What is needed is an exact repeat of the lines from the line containing "In this picture, where can the white steel" through the final line of the entries below, and nothing else.

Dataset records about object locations

......

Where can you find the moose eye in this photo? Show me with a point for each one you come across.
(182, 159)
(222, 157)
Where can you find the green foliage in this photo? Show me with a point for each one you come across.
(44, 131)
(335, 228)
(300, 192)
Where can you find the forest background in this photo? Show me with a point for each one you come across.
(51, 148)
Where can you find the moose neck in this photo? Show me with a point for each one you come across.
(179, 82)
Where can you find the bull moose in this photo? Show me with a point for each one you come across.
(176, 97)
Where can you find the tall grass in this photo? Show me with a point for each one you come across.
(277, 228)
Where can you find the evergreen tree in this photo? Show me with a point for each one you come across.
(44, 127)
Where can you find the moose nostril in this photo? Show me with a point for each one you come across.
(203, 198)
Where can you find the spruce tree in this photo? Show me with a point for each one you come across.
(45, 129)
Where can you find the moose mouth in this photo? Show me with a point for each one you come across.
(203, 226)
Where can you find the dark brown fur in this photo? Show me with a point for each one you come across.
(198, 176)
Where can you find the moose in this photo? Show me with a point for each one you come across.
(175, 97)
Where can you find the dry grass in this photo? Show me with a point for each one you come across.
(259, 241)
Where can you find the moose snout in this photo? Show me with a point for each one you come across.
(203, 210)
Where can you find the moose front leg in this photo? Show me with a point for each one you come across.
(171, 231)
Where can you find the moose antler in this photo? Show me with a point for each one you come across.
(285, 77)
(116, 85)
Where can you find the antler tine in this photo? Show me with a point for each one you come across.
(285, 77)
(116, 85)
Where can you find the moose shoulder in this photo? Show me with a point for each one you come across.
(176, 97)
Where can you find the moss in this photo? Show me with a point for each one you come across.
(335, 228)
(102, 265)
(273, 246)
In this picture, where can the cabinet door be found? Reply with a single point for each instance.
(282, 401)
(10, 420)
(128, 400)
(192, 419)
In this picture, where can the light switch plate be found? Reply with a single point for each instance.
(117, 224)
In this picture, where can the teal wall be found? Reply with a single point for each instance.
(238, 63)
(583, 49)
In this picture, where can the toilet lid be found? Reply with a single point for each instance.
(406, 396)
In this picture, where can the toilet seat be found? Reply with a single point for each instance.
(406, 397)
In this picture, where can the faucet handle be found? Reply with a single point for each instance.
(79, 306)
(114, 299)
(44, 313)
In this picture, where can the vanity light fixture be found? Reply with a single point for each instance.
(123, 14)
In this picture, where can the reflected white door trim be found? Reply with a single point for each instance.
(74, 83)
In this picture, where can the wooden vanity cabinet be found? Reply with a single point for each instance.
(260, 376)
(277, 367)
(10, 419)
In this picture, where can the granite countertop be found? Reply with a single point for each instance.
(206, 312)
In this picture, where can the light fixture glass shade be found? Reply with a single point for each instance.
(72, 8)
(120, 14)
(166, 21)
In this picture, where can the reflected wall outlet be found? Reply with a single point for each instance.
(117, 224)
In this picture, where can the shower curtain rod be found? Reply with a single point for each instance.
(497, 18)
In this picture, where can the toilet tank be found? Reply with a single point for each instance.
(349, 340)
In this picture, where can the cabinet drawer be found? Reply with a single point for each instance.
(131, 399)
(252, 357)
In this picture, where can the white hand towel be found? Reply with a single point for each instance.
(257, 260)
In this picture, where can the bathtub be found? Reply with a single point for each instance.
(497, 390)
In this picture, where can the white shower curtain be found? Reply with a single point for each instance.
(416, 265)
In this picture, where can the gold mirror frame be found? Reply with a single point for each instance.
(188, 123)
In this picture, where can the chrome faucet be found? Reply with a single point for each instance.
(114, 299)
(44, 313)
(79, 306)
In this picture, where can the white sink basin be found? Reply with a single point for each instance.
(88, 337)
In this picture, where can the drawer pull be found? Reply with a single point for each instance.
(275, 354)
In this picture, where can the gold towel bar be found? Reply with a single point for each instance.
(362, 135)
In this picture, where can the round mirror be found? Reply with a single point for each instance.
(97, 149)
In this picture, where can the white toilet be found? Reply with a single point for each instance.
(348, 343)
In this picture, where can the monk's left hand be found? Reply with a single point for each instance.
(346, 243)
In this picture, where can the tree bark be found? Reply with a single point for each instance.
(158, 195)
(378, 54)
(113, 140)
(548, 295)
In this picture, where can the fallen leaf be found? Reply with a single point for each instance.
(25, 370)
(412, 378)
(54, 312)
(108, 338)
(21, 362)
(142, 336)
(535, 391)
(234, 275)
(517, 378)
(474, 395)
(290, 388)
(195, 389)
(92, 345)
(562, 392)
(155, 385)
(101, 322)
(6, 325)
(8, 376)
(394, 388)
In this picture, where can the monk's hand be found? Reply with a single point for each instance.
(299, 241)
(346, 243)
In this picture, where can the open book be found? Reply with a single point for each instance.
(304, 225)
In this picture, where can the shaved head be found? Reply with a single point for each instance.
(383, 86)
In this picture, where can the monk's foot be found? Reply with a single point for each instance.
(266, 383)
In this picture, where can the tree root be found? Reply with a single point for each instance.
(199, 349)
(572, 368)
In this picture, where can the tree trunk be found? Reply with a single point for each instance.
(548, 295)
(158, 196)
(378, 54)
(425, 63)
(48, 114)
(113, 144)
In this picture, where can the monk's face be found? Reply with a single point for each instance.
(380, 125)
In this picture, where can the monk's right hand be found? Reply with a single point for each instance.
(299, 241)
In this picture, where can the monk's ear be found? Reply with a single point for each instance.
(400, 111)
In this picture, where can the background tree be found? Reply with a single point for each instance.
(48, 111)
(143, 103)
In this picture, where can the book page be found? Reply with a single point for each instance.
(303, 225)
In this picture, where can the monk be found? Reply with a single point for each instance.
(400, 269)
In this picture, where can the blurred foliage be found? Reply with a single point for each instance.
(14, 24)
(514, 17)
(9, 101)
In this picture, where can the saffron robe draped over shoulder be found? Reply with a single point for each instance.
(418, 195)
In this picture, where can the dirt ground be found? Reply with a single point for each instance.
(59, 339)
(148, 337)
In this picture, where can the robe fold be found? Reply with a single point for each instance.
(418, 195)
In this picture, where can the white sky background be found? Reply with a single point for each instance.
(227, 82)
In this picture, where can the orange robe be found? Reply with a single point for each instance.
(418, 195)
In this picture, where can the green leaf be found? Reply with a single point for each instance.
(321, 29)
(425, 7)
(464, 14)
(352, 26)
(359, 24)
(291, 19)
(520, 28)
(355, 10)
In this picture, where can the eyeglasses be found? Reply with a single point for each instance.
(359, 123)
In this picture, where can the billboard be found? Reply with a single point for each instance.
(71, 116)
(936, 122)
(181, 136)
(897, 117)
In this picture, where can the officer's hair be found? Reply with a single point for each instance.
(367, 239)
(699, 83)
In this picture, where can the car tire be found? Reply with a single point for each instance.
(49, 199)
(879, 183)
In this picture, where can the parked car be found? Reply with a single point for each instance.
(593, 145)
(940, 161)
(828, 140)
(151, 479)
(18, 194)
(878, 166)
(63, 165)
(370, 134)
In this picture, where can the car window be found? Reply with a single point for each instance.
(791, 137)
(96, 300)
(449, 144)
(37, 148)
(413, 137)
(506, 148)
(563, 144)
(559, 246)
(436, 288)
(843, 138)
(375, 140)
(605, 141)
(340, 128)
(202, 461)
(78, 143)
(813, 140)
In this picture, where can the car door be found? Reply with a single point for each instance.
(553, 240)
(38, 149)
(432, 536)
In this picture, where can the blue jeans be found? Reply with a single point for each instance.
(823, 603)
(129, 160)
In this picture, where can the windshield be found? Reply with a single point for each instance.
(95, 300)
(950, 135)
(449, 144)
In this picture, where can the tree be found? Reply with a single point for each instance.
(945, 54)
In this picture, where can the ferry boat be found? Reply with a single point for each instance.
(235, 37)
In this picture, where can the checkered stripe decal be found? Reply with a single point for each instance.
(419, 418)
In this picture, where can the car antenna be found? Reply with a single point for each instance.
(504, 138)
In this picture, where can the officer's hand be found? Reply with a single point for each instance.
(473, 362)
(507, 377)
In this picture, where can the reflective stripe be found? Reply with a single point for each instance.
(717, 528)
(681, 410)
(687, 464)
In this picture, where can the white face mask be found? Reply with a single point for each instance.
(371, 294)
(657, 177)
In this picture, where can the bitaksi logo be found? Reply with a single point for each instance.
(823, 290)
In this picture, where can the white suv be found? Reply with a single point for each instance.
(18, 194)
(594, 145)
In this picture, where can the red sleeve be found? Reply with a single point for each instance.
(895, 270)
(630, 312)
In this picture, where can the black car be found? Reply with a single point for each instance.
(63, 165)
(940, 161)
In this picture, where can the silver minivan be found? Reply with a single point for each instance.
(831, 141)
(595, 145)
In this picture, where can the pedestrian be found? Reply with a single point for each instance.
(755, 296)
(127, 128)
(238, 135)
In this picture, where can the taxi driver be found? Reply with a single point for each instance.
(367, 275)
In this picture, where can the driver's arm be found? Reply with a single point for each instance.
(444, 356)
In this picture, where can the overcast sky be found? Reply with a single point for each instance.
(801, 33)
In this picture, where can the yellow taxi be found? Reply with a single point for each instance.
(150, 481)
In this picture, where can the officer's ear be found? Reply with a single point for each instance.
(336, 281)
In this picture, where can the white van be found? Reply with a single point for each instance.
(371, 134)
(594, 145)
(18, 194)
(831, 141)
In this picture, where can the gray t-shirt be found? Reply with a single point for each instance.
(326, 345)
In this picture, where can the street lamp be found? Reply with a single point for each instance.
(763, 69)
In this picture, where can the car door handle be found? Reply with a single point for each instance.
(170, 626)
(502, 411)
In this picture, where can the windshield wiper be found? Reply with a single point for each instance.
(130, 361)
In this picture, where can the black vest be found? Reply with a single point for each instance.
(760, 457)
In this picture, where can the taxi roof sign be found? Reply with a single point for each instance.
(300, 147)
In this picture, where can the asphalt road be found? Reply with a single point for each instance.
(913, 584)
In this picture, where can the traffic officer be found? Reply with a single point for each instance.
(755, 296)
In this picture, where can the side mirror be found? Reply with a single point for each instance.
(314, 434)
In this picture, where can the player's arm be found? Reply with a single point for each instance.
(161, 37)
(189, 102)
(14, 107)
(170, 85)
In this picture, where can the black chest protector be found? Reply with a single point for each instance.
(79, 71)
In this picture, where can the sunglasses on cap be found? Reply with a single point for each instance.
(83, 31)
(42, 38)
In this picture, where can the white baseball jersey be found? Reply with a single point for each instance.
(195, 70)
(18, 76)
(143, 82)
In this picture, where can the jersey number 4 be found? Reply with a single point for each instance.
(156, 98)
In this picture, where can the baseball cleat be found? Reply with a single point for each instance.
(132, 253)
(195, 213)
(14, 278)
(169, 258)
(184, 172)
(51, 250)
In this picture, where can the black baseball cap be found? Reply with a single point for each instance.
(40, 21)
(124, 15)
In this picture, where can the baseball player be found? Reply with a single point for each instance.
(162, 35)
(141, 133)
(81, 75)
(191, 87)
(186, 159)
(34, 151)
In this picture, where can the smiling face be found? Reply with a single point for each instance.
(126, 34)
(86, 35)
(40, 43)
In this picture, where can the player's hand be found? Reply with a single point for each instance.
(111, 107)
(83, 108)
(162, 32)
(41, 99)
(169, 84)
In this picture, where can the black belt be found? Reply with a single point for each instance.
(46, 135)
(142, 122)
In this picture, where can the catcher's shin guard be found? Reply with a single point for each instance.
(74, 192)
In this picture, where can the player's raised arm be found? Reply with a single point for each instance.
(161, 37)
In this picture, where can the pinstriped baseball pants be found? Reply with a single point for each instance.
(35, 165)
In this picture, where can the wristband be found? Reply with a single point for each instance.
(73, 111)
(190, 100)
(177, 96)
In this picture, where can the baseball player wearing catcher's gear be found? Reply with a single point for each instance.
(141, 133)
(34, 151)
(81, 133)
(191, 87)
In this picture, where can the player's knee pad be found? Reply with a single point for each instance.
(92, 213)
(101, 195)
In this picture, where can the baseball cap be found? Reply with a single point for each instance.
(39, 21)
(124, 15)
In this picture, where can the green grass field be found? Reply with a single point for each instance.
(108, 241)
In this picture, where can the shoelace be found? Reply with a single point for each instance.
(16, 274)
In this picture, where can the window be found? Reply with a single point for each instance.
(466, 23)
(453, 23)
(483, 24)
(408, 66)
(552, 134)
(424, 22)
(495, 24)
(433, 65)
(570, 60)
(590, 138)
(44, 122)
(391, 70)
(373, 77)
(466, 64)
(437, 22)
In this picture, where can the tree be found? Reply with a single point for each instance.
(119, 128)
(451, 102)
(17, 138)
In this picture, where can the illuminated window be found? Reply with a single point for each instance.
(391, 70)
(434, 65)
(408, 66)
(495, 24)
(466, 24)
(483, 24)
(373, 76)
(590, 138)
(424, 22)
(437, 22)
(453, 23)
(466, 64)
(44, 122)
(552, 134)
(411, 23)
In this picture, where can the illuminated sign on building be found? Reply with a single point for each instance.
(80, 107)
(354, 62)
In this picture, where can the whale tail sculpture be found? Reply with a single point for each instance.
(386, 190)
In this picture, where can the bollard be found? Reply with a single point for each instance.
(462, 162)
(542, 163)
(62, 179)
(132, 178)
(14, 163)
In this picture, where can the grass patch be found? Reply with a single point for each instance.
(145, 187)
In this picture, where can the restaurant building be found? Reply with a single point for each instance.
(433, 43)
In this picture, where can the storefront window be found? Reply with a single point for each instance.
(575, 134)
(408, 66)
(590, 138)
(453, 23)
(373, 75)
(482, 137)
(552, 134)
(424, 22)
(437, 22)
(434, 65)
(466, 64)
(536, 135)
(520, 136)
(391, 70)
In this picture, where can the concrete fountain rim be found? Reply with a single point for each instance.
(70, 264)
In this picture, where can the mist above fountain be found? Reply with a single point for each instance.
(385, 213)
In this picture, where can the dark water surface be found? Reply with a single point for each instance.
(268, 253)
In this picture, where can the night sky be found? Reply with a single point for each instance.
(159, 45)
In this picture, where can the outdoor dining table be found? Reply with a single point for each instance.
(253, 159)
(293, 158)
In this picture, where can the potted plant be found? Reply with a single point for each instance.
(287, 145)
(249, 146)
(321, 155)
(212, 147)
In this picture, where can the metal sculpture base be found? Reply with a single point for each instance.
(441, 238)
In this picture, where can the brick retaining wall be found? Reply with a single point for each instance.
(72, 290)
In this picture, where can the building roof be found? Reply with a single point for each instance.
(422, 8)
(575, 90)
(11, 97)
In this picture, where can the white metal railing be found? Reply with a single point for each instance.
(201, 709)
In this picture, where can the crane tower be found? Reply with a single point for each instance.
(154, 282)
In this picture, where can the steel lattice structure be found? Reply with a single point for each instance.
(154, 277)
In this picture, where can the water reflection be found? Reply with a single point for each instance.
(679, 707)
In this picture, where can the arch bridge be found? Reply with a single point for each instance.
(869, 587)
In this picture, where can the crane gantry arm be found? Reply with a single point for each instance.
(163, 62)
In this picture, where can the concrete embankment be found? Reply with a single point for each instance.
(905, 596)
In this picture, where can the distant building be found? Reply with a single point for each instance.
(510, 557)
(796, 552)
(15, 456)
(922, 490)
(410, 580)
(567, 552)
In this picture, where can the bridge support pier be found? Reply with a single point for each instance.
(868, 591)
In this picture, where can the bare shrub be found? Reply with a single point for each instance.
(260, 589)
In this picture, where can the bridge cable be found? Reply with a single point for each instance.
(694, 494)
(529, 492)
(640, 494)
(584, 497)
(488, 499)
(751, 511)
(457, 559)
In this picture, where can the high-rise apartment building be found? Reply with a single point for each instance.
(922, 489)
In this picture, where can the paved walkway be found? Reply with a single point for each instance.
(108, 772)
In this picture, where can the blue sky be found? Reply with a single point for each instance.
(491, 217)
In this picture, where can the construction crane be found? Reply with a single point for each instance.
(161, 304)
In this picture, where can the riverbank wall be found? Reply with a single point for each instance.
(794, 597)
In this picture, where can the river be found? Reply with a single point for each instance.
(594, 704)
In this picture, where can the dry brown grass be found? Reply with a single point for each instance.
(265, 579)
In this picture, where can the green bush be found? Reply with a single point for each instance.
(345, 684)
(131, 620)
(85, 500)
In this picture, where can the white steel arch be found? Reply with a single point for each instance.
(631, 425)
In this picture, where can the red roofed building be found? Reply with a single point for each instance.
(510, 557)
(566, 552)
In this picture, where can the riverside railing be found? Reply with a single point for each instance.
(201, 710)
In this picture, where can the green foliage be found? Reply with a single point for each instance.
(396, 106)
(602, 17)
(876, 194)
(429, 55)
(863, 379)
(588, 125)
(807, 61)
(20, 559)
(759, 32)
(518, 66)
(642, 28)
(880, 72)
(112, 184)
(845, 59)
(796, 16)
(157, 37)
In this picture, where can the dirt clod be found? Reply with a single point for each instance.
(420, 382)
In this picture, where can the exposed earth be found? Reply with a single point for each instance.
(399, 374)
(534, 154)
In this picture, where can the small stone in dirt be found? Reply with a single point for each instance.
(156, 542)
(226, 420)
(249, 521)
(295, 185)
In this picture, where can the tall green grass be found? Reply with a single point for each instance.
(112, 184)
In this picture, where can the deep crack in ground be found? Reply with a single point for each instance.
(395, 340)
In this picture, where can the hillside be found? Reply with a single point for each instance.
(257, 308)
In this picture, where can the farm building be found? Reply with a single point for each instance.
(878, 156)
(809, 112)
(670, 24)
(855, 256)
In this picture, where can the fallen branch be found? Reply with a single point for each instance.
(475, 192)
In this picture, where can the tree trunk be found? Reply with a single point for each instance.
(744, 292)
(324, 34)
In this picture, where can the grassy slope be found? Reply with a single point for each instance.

......

* THE ANSWER
In this picture, where can the white steel arch be found? Reply with a single point for each instance.
(631, 425)
In this picture, where can the red roofed building be found? Reply with a single point for each instance.
(510, 557)
(566, 552)
In this picture, where can the riverside railing be found? Reply with a single point for each instance.
(201, 710)
In this picture, where can the green foliage be found? Reply with a single point for each instance.
(396, 106)
(602, 17)
(876, 194)
(429, 55)
(863, 379)
(588, 125)
(807, 61)
(20, 559)
(759, 32)
(518, 66)
(642, 28)
(880, 72)
(112, 184)
(845, 59)
(796, 16)
(157, 37)
In this picture, where can the dirt clod be found? Reply with a single point for each instance.
(420, 382)
In this picture, where can the exposed earth be found? Reply with a single point for each instance.
(399, 374)
(534, 154)
In this picture, where can the small stone in dirt be found? Reply with a single point for each instance.
(156, 542)
(226, 420)
(249, 521)
(295, 185)
In this picture, where can the tall green grass be found? Reply with a single point for each instance.
(112, 184)
In this picture, where can the deep crack in ground be found? Reply with a single point for each instance.
(395, 340)
In this picture, where can the hillside be found? Reply with a single point for each instance.
(257, 308)
In this picture, where can the farm building be found? Reply with a single point for each instance.
(878, 156)
(809, 112)
(670, 24)
(855, 256)
In this picture, where can the fallen branch be found? Reply with a single point for each instance.
(475, 192)
In this picture, where can the tree trunk be found? Reply with a single point for each instance.
(744, 292)
(324, 34)
In this picture, where can the grassy slope be found? Reply with a single point for each instance.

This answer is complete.